== Supplied passage ==

Following this road trip...

Since I got this G-LOC DX (2007), never been able to fix the motion on that beast... worst, I can't even see the game started anymore, although testing with a lot of boards, spending time (and money) to investigate...
As I said six months ago :
"I'm really out of time... so many projects 'in the pipe''. Not sure If I'll really have time to fix my beloved SEGA G-Loc Deluxe one day..."...and so as a consequence, I opened a topic to sell my G-LOC
...BUT SINCE...A serious study by 'reverse engineering' as started, currently in progress by gc339 on gamoover board, right
here. The purpose of this is to figure out why these G-LOC Motor Driver boards [SEGA 400-5117 & 400-5117Y] broke so often, on which components and possibly how to fix it! He is doing an amazing work on it!

So a new hope for me and many GLOC owners to see that aircraft fighter moving again in a near future!
Regarding my G-LOC sale, fortunately for me now, no one wasn't 'brave' enough to road trip to my place and take monster!

Seriously, it's a pain to sell such big machine! Potential buyers must have free room enough, but also they to think about the transport..but on a personal note : If you
really want something, you can always find a solution...

I didn't ask me so many questions when I had the opportunity to buy my Galaxian Theater for example! What? Not a good example? OK!
...WHILE THIS TIME...I've discovered something really interesting on a french topic on gamoover (
this one)... the existence of a device ...called Arduino!
Arduino is a single-board microcontroller to make using electronics in multidisciplinary projects more accessible. The hardware consists of an open-source hardware board designed around an 8-bit Atmel AVR microcontroller, or a 32-bit Atmel ARM. The software consists of a standard programming language compiler and a boot loader that executes on the microcontroller. (
wiki).
In its tutorial,
lipide512 wrote something verrrrry interesting... that 'Arduino' device can acts like a PS3 joystick!
And I instantly had this idea :
Would it be possible to play the fabulous
SEGA AFTER BURNER *CLIMAX* inside this G-LOC cockpit?
But why the hell would you want to play that game in a G-LOC cockpit?
Because that game is awesome, and by its nature, must be played inside an aircraft fighter cockpit such this G-LOC
Because the PS3 port of the game is similar than the arcade version
Because the G-LOC have all the controls needed to play AB Climax : Flight Stick, Throttle with After Burner button, guided missile & gun buttons, start button...
Because I'm tired to see that non working monster in the middle of my game room
And I want to do this challenge under a unique & unbreakable rule :
this conversion can't be 'intrusive' for the original purpose of this G-Loc cockpit! Let me explain this with order words :
- not a single wire will be cut!
- not a single hole will be drilled!
- not a single hardware modification will be done!All I want to do to switch back from AB Climax to G-LOC (when the original hardware will be repaired of course) is :
to plug or unplug connectors, and exchange PS3 against the original G-LOC boards... and NOTHING ELSE!!! This cockpit will stay 100% from its original condition! This will just be a matter of swapping connectors!
Ok, enough disclaimers!

== Listing ==
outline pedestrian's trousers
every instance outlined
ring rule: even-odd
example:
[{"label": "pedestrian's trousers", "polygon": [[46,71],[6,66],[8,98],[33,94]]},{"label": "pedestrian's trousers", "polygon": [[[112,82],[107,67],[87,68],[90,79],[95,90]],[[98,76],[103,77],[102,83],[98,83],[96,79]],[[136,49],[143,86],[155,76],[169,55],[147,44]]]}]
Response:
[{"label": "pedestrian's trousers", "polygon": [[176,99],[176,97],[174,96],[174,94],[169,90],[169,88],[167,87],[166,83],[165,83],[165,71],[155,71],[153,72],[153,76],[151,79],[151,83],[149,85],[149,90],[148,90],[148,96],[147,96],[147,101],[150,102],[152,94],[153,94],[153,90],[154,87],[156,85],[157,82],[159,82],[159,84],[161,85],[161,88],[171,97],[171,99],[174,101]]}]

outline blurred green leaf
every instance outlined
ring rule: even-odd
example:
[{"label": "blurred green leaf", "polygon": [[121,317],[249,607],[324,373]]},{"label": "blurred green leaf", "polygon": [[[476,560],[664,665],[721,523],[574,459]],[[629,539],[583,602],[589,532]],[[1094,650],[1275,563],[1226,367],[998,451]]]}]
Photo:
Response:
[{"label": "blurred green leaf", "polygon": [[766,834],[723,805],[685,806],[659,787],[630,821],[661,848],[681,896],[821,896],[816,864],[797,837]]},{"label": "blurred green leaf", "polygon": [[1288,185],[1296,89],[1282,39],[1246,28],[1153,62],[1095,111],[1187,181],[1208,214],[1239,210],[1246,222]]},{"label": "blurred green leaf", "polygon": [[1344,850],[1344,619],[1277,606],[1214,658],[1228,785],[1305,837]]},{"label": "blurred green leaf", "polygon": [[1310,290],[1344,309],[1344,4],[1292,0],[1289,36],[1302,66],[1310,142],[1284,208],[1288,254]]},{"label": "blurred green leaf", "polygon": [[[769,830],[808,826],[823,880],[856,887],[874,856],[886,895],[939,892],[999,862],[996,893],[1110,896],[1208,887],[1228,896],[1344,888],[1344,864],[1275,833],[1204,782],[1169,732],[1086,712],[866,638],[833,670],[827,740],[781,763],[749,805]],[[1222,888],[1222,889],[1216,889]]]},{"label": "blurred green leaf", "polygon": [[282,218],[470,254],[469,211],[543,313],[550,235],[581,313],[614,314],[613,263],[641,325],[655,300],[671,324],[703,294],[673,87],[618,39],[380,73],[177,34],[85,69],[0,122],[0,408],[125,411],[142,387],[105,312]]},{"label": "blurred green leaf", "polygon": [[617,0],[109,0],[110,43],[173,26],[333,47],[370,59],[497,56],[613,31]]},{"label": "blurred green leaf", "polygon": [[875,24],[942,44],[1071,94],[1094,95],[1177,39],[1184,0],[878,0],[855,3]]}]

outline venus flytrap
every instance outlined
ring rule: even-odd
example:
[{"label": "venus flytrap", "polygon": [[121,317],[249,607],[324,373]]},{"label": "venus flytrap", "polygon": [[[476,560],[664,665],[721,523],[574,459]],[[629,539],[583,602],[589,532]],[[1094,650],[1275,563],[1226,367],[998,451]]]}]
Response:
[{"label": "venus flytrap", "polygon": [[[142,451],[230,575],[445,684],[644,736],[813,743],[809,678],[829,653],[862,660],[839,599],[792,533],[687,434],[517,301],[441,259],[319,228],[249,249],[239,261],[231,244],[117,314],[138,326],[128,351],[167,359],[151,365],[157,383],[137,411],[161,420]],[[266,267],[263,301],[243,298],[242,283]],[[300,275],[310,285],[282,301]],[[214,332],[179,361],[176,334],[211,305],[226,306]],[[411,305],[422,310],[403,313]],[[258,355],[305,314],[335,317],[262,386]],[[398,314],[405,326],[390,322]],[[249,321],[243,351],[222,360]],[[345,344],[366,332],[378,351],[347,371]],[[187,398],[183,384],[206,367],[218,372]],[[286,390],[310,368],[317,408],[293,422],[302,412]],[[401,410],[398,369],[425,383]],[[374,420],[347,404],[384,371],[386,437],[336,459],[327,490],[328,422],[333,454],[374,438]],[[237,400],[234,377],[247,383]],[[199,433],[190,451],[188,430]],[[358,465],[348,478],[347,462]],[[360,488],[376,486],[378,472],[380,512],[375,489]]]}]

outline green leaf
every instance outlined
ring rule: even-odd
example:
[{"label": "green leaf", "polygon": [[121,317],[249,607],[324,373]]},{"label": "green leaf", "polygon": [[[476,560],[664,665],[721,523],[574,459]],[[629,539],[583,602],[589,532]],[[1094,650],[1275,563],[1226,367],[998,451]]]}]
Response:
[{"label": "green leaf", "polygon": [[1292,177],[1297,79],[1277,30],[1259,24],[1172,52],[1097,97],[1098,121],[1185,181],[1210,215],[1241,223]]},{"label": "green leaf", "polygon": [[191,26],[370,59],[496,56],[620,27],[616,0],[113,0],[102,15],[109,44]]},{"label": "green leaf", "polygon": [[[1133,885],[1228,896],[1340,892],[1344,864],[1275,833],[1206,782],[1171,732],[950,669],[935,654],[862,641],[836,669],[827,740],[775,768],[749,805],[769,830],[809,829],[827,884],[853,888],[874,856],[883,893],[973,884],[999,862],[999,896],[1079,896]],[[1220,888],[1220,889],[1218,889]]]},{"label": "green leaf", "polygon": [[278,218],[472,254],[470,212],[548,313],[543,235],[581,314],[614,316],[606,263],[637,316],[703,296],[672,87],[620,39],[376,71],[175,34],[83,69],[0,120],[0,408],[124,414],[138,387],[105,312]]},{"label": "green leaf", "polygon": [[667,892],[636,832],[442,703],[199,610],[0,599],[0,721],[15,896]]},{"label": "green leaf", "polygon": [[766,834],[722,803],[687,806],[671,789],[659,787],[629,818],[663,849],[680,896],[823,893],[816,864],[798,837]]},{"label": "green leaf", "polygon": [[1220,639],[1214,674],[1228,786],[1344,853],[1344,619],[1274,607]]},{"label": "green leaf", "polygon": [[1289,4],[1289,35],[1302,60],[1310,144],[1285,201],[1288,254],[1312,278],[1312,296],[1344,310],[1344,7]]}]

== Tasks for this exercise ==
(A) In the records, repeat word for word every line from the one containing "outline green leaf" through the last line of the records.
(B) Continue the blog post about converting the G-LOC cockpit to play After Burner Climax, picking up after its final line.

== Answers to the exercises ==
(A)
outline green leaf
every instance outlined
ring rule: even-odd
example:
[{"label": "green leaf", "polygon": [[121,317],[249,607],[324,373]]},{"label": "green leaf", "polygon": [[[476,560],[664,665],[721,523],[574,459]],[[629,539],[583,602],[589,532]],[[1094,650],[1275,563],[1226,367],[998,451]]]}]
Response:
[{"label": "green leaf", "polygon": [[1292,177],[1297,79],[1277,30],[1259,24],[1172,52],[1097,97],[1098,121],[1185,181],[1210,215],[1241,223]]},{"label": "green leaf", "polygon": [[191,26],[370,59],[496,56],[620,27],[616,0],[113,0],[102,15],[109,44]]},{"label": "green leaf", "polygon": [[[1133,885],[1228,896],[1340,892],[1344,864],[1275,833],[1206,782],[1171,732],[950,669],[935,654],[862,641],[836,669],[827,740],[775,768],[749,805],[769,830],[809,829],[827,884],[853,888],[874,856],[883,893],[973,884],[999,862],[999,896],[1079,896]],[[1220,888],[1220,889],[1218,889]]]},{"label": "green leaf", "polygon": [[278,218],[472,254],[470,212],[548,313],[543,235],[581,314],[614,316],[606,263],[637,316],[703,296],[672,87],[620,39],[376,71],[175,34],[83,69],[0,120],[0,408],[124,414],[138,387],[105,312]]},{"label": "green leaf", "polygon": [[667,892],[636,832],[442,703],[199,610],[0,599],[0,721],[15,896]]},{"label": "green leaf", "polygon": [[766,834],[722,803],[687,806],[671,789],[659,787],[629,818],[663,849],[680,896],[823,893],[816,864],[798,837]]},{"label": "green leaf", "polygon": [[1220,639],[1214,674],[1228,786],[1344,853],[1344,619],[1274,607]]},{"label": "green leaf", "polygon": [[1289,4],[1289,35],[1302,60],[1310,144],[1285,201],[1288,254],[1312,278],[1312,296],[1344,310],[1344,7]]}]

(B)
...Back in August 2013...The idea of this project is nice, but now let's figure out all the aspect of this project :
The controls :
Does the AB Climax game on PS3 can be configured to be played with a joystick, and not only via the standard PS3 game pad?
Does the Arduino will handle all the G-LOC dedicated controls and translate them to the PS3?
Does the Arduino will handle all the axes needed for AB Climax : X,Y & Throttle ?
Does the G-Loc potentiometers will work with the Arduino
...and in a general way :will I be able to program that Arduino to transform it onto a PS3 joystick controller? Because the arduino comes 'empty', with no code!
The video :
Because I WANT a non intrusive conversion, I need to use the current G-LOC RGB 15Khz arcade monitor...Does my PS3 can output the game on that resolution?
Most of modern games use 16/9 ration. Does this AB Climax PS3 version can be played in 4/3 ratio (arcade version can do it)?
The motion :
LOL, of course not 'possible'... because my G-LOC driver board is HS and so cannot drives the motor anymore, but also because the PS3 version doesn't send motion signals... and even it the PS3 would have such signals, that would require a serious engineering work to setup this... so ... no motion for the cockpit!
The sound :
The G-Loc cockpit has 4 independent speakers (front stereo, rear stereo). AB Climax uses 5 channels because outputting Dobly Digital sound.
Let's experiment...For this first display test, I've setup my PS3 on a 4/3 ratio and I'm using an original PS3 to SCART adapter, connected to a TV.
Unfortunately, when playing AB Climax on that setup, the PS3 adds two little black bars on top & left of the picture.
But fortunately, I can 'vertically' extend the picture on this Sony TV (thanks to the technician hidden setup menu), which gives me this great 4/3 ratio



Oh, and yes... I also have a PC/PS3 joystick connected... and yes! The game can be played with a such joystick! Going now into the controls menu... here's what I'll have to target when programing the Arduino device :

In other words, the Arduino will translate the dedicatedl G-Loc controls into the PS3 following the 'buttons/controls' defined from that screen.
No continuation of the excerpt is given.